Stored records
=====
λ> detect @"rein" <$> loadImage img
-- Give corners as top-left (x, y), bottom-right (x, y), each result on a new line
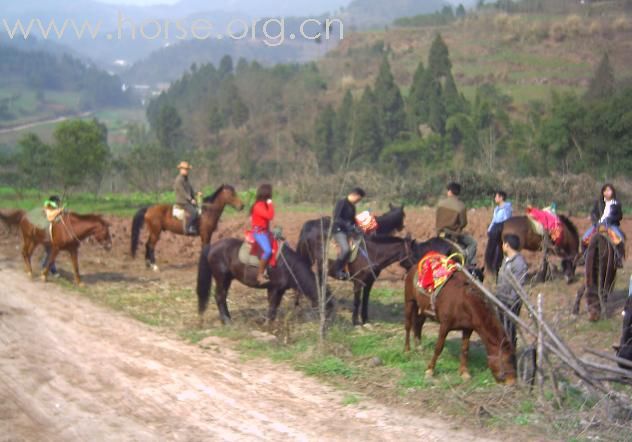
top-left (59, 214), bottom-right (81, 244)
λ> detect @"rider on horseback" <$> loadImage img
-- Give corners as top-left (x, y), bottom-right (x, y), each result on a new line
top-left (436, 182), bottom-right (477, 266)
top-left (174, 161), bottom-right (200, 235)
top-left (332, 187), bottom-right (365, 280)
top-left (581, 183), bottom-right (625, 268)
top-left (251, 184), bottom-right (275, 284)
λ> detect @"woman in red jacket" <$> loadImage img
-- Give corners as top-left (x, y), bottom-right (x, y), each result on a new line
top-left (251, 184), bottom-right (275, 283)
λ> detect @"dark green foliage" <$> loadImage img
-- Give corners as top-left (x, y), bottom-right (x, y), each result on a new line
top-left (312, 105), bottom-right (337, 173)
top-left (52, 119), bottom-right (110, 190)
top-left (393, 5), bottom-right (458, 27)
top-left (407, 62), bottom-right (432, 132)
top-left (585, 53), bottom-right (615, 102)
top-left (352, 87), bottom-right (384, 164)
top-left (334, 90), bottom-right (354, 152)
top-left (218, 55), bottom-right (234, 79)
top-left (152, 104), bottom-right (182, 150)
top-left (15, 134), bottom-right (54, 190)
top-left (374, 56), bottom-right (406, 142)
top-left (456, 4), bottom-right (467, 18)
top-left (428, 34), bottom-right (452, 79)
top-left (208, 104), bottom-right (225, 135)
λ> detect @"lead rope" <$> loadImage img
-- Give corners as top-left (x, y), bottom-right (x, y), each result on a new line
top-left (278, 243), bottom-right (307, 299)
top-left (60, 214), bottom-right (81, 244)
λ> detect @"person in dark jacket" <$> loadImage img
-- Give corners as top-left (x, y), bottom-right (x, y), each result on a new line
top-left (174, 161), bottom-right (200, 235)
top-left (332, 188), bottom-right (365, 280)
top-left (495, 234), bottom-right (528, 351)
top-left (435, 182), bottom-right (477, 265)
top-left (581, 183), bottom-right (625, 267)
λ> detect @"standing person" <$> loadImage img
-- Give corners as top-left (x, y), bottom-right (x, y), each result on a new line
top-left (485, 190), bottom-right (513, 275)
top-left (251, 184), bottom-right (275, 284)
top-left (174, 161), bottom-right (201, 235)
top-left (495, 234), bottom-right (528, 350)
top-left (581, 183), bottom-right (625, 268)
top-left (42, 195), bottom-right (63, 277)
top-left (332, 188), bottom-right (365, 280)
top-left (435, 182), bottom-right (478, 266)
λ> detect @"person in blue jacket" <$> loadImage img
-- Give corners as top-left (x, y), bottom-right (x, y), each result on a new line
top-left (485, 190), bottom-right (513, 275)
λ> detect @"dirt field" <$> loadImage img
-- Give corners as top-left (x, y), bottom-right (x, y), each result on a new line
top-left (1, 206), bottom-right (630, 440)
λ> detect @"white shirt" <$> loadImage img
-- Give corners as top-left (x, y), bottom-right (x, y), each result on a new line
top-left (600, 199), bottom-right (615, 224)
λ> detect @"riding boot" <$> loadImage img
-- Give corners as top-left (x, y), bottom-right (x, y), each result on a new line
top-left (186, 214), bottom-right (199, 236)
top-left (256, 259), bottom-right (268, 284)
top-left (616, 243), bottom-right (625, 269)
=====
Problem to work on
Go through the entries and retype them exactly, except for the images.

Task output
λ> detect @"rein" <$> loadImage img
-- Give corners as top-left (x, y), bottom-right (x, y), each result on a new line
top-left (59, 214), bottom-right (81, 244)
λ> detect @"rider on horseback" <$> loadImage img
-- Give corners as top-left (x, y), bottom-right (x, y), each result on a new line
top-left (436, 182), bottom-right (477, 266)
top-left (174, 161), bottom-right (200, 235)
top-left (332, 187), bottom-right (365, 280)
top-left (581, 183), bottom-right (625, 268)
top-left (251, 184), bottom-right (275, 284)
λ> detect @"woman in red jacket" <$> loadImage img
-- Give corners as top-left (x, y), bottom-right (x, y), each result on a new line
top-left (251, 184), bottom-right (275, 283)
λ> detect @"dark green foliage" <$> loadImage img
-- Give corners as top-left (x, y), bottom-right (x, y), each result on a new line
top-left (312, 105), bottom-right (337, 173)
top-left (52, 119), bottom-right (110, 190)
top-left (393, 5), bottom-right (458, 27)
top-left (407, 62), bottom-right (432, 132)
top-left (585, 53), bottom-right (615, 102)
top-left (352, 87), bottom-right (384, 164)
top-left (334, 90), bottom-right (354, 152)
top-left (218, 55), bottom-right (234, 79)
top-left (152, 104), bottom-right (182, 150)
top-left (15, 134), bottom-right (54, 190)
top-left (374, 56), bottom-right (406, 142)
top-left (456, 4), bottom-right (467, 18)
top-left (428, 34), bottom-right (452, 79)
top-left (208, 104), bottom-right (225, 135)
λ> detect @"lead rope" <$> loadImage img
-- Give corners as top-left (x, y), bottom-right (x, y), each result on a new line
top-left (278, 243), bottom-right (307, 299)
top-left (60, 214), bottom-right (81, 244)
λ> detect @"person in dark jacket" <$> loadImage img
-- Give corners as top-left (x, y), bottom-right (x, y), each result on a new line
top-left (174, 161), bottom-right (200, 235)
top-left (332, 188), bottom-right (365, 280)
top-left (495, 234), bottom-right (528, 351)
top-left (435, 182), bottom-right (477, 265)
top-left (581, 183), bottom-right (625, 267)
λ> detect @"standing person" <$> loadImage img
-- Give corners as top-left (x, y), bottom-right (x, y), each result on a new line
top-left (485, 190), bottom-right (513, 275)
top-left (251, 184), bottom-right (275, 284)
top-left (174, 161), bottom-right (201, 235)
top-left (495, 234), bottom-right (528, 350)
top-left (581, 183), bottom-right (625, 268)
top-left (42, 195), bottom-right (63, 277)
top-left (332, 188), bottom-right (365, 280)
top-left (435, 182), bottom-right (478, 266)
λ> detect @"person in blue jacket" <$> loadImage img
-- Give corners as top-left (x, y), bottom-right (x, y), each result on a new line
top-left (485, 190), bottom-right (513, 275)
λ> detect @"dirt field" <$> loadImage img
-- Give corners as top-left (x, y), bottom-right (x, y), each result on a new line
top-left (1, 206), bottom-right (630, 440)
λ> detect @"white shirt" <$> loadImage img
-- Give corners as top-left (x, y), bottom-right (x, y), each result on a new line
top-left (600, 199), bottom-right (615, 224)
λ> detect @"riding boot" <$> loadImage img
-- Give corners as top-left (x, y), bottom-right (x, y), each result on a new line
top-left (186, 214), bottom-right (199, 236)
top-left (256, 259), bottom-right (268, 284)
top-left (616, 243), bottom-right (625, 269)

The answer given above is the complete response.